_Required work_
Rewrite the listing from the line with "# segment the asphalt road" to the line with "199], [112, 168]]]", both included, keeping the requests and the sample coordinates unchanged but shifting every coordinate in the answer outlines by adding -18 to it.

_Material provided_
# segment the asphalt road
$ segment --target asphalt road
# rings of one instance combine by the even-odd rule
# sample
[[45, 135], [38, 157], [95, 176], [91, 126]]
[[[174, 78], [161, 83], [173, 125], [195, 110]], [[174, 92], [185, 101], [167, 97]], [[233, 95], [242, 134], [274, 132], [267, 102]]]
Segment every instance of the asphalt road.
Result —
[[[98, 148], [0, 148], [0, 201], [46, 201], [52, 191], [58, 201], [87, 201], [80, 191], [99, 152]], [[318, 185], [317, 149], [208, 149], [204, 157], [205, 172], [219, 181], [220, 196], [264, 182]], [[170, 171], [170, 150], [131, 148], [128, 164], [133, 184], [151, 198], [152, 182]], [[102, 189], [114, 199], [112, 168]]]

==

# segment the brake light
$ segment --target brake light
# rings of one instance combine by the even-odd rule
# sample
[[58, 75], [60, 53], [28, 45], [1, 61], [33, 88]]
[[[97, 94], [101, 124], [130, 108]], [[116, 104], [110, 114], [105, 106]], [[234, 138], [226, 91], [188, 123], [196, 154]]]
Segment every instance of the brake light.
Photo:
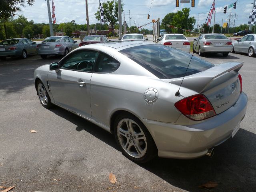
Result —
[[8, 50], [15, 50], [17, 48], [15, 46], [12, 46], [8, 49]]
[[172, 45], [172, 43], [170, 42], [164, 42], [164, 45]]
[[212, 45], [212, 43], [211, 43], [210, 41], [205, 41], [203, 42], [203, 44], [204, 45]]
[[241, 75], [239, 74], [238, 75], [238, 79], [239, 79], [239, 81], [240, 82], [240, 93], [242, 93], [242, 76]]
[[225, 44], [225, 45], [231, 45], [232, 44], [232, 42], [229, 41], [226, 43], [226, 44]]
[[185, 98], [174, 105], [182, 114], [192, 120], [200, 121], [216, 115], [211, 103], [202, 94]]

_Exercise response_
# segment the asphalt road
$ segment --target asphalt road
# rings of one instance combine by the even-odd rule
# sample
[[45, 135], [38, 157], [95, 176], [91, 126]]
[[[174, 78], [161, 83], [173, 125], [195, 110]], [[174, 92], [185, 101], [167, 97]], [[233, 95], [242, 134], [274, 132], [267, 102]]]
Segment every instance of the asphalt road.
Result —
[[[80, 130], [-18, 130], [-18, 183], [28, 183], [34, 173], [40, 183], [69, 183], [62, 173], [81, 134]], [[300, 167], [299, 131], [190, 131], [186, 139], [187, 154], [201, 163], [202, 178], [246, 164]], [[152, 153], [152, 132], [113, 130], [110, 146], [115, 166], [133, 180], [134, 164]], [[84, 171], [96, 181], [94, 150]]]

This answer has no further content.